Entries on locating named things
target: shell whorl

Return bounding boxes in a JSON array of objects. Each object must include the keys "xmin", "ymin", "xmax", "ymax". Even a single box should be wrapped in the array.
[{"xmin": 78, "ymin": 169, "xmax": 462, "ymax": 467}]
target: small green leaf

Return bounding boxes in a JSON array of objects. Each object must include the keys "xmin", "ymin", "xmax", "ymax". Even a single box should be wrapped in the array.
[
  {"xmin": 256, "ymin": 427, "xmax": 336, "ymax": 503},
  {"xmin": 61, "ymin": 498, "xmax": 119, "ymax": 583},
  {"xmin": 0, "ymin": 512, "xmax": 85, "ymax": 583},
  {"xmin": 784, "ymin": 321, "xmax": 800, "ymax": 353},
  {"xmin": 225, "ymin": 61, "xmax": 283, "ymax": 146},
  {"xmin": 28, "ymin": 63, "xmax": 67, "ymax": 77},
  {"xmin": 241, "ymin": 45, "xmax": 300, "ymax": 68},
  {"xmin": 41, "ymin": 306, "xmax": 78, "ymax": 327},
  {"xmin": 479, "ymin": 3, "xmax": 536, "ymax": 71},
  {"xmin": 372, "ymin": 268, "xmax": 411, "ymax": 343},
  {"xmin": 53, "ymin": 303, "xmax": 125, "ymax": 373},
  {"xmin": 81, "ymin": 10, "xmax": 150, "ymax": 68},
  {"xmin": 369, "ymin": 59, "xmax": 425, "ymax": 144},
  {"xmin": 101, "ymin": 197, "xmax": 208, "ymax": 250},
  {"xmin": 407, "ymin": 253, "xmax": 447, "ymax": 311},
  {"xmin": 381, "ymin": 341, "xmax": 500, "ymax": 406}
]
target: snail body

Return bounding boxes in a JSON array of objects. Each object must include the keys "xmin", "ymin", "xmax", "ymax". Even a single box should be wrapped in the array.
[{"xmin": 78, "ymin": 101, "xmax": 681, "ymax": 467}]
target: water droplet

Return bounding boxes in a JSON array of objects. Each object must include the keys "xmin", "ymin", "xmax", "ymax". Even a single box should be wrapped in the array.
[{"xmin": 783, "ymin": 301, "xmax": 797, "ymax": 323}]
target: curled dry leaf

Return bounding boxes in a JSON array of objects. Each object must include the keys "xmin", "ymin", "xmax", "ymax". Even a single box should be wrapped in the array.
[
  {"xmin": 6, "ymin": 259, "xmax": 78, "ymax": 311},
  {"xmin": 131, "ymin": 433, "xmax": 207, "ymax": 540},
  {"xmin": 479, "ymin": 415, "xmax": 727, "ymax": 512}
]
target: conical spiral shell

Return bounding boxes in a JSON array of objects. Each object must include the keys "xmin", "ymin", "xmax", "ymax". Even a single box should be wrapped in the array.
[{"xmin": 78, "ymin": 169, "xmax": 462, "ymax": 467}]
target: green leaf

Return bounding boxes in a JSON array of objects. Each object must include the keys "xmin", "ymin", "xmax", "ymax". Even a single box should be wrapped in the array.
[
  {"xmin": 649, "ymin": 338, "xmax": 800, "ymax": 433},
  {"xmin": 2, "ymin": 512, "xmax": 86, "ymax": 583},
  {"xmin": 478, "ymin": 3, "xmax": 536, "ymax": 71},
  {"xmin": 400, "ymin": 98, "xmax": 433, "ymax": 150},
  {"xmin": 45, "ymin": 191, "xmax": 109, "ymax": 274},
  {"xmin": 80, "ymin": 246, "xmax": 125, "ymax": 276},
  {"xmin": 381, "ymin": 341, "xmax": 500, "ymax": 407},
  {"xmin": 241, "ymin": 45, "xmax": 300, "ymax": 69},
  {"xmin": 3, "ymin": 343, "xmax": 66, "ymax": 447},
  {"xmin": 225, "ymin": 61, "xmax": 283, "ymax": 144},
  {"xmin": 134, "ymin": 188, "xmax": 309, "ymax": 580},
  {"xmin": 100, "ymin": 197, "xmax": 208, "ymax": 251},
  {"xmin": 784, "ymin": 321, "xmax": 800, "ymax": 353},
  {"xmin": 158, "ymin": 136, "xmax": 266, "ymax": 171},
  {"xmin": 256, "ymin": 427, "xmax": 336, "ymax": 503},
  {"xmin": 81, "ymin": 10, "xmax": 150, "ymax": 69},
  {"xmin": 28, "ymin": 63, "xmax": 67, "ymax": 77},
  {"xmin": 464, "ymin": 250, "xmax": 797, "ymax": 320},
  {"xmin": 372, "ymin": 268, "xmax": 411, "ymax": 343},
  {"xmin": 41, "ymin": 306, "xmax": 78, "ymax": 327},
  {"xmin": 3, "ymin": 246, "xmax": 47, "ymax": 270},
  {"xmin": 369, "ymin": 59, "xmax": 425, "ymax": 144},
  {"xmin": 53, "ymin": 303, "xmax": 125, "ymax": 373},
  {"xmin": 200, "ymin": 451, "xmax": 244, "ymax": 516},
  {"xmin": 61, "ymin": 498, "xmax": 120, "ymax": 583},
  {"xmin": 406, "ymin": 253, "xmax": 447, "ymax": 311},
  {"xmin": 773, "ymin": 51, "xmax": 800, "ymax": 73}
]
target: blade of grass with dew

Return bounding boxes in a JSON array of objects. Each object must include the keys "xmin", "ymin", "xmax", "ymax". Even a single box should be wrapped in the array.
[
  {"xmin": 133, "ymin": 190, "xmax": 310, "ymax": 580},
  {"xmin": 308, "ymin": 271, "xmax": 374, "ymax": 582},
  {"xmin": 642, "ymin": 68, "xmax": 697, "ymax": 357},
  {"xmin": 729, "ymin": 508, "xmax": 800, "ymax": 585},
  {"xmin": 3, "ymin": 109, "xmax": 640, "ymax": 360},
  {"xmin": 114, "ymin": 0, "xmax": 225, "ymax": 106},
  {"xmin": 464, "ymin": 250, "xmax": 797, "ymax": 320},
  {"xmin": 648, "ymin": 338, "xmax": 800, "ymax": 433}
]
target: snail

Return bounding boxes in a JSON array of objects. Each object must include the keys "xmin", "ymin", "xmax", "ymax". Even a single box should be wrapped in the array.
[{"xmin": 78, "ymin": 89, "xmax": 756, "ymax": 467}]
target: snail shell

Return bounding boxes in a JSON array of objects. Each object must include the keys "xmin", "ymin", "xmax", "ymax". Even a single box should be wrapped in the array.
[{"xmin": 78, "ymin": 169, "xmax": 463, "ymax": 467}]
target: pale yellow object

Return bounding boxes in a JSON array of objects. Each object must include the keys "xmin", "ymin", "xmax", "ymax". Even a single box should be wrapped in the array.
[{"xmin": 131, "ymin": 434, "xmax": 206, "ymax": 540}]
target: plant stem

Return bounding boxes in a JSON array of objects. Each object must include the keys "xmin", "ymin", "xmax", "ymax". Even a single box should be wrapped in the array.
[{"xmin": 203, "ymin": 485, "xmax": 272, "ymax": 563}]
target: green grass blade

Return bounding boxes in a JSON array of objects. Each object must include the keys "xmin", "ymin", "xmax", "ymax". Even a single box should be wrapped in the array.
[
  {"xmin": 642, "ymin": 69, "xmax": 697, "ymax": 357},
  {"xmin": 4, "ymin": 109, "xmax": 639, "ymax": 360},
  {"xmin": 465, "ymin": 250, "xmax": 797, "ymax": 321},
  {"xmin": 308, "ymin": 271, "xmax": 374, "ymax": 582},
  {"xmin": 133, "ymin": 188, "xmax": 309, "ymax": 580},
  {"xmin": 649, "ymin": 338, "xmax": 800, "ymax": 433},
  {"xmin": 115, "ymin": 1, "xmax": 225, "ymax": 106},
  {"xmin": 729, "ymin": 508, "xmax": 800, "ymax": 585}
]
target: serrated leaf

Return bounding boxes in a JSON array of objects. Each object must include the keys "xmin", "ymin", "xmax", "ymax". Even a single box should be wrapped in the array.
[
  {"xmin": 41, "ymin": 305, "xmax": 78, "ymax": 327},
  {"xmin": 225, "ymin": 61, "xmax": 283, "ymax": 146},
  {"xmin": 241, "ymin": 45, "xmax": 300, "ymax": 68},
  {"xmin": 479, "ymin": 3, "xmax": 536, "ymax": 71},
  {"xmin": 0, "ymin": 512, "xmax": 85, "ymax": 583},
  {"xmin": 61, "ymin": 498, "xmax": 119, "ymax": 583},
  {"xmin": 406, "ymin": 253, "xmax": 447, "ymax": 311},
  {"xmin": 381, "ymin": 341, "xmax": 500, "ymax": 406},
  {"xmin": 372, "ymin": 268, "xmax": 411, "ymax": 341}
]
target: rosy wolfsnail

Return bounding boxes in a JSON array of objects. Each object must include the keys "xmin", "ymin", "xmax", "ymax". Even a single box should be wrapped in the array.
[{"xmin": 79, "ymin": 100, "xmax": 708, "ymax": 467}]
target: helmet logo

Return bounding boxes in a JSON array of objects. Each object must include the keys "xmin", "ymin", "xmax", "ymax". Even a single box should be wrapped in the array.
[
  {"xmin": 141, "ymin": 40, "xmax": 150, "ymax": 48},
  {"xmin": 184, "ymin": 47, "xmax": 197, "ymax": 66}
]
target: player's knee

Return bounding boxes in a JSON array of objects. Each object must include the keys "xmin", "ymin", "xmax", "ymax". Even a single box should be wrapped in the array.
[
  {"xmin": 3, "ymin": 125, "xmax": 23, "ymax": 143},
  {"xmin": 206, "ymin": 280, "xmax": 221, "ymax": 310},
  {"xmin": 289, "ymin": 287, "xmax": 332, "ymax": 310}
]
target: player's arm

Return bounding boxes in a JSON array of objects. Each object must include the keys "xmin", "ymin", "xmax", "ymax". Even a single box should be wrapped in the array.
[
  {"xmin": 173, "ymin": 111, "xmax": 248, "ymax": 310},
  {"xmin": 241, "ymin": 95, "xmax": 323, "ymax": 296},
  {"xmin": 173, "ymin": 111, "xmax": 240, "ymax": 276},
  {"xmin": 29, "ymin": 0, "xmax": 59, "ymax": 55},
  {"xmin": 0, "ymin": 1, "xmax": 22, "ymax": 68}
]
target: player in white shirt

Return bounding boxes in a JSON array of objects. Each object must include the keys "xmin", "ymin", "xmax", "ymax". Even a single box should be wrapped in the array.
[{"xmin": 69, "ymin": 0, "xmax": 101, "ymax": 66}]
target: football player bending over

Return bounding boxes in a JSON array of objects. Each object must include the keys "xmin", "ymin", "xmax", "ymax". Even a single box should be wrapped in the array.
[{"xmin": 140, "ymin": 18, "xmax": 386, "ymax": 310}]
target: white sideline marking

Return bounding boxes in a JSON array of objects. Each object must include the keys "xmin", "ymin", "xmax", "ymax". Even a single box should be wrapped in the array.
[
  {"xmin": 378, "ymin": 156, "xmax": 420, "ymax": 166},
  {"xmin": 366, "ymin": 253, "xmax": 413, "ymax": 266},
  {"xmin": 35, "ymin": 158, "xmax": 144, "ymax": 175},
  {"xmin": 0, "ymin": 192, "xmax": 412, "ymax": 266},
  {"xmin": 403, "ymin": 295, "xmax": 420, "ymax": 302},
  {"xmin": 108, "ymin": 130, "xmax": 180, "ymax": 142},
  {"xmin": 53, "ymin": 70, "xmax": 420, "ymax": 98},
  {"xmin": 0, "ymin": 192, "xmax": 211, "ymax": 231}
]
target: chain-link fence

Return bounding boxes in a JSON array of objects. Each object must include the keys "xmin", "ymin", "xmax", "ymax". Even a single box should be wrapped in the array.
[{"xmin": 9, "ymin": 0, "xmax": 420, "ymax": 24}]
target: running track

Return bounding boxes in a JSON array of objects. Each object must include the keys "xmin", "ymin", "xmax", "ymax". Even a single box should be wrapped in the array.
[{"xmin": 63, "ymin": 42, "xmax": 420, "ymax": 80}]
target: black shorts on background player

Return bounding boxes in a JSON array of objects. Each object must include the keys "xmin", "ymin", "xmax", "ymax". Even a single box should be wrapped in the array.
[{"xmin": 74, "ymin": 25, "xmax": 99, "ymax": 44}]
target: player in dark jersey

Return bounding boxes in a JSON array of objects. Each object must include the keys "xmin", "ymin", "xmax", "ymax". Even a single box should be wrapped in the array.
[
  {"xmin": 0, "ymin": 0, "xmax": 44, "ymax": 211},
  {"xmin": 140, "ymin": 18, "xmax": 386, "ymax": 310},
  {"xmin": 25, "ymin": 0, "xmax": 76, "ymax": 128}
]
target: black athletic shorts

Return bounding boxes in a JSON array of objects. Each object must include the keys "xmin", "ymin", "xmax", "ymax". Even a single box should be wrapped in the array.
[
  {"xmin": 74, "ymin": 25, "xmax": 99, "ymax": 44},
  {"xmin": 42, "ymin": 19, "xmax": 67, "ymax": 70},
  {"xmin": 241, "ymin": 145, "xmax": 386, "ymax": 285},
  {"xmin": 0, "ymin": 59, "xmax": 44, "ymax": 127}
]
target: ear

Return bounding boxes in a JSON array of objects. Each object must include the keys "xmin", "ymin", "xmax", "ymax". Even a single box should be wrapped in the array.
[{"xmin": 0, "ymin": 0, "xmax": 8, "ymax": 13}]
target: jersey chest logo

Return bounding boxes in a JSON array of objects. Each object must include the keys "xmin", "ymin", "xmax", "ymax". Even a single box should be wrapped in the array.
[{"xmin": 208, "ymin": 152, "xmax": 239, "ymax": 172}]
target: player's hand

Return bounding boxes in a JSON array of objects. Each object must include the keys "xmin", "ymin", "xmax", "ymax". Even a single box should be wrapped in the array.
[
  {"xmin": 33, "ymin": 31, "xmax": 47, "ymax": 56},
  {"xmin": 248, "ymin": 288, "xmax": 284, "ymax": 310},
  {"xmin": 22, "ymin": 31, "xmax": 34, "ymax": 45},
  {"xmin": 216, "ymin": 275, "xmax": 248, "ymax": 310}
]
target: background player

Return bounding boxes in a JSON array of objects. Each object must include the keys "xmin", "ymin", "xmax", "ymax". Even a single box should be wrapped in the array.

#### [Exercise instructions]
How many lines of the listing contain the string "grass"? Give only the number.

#### [Correct response]
2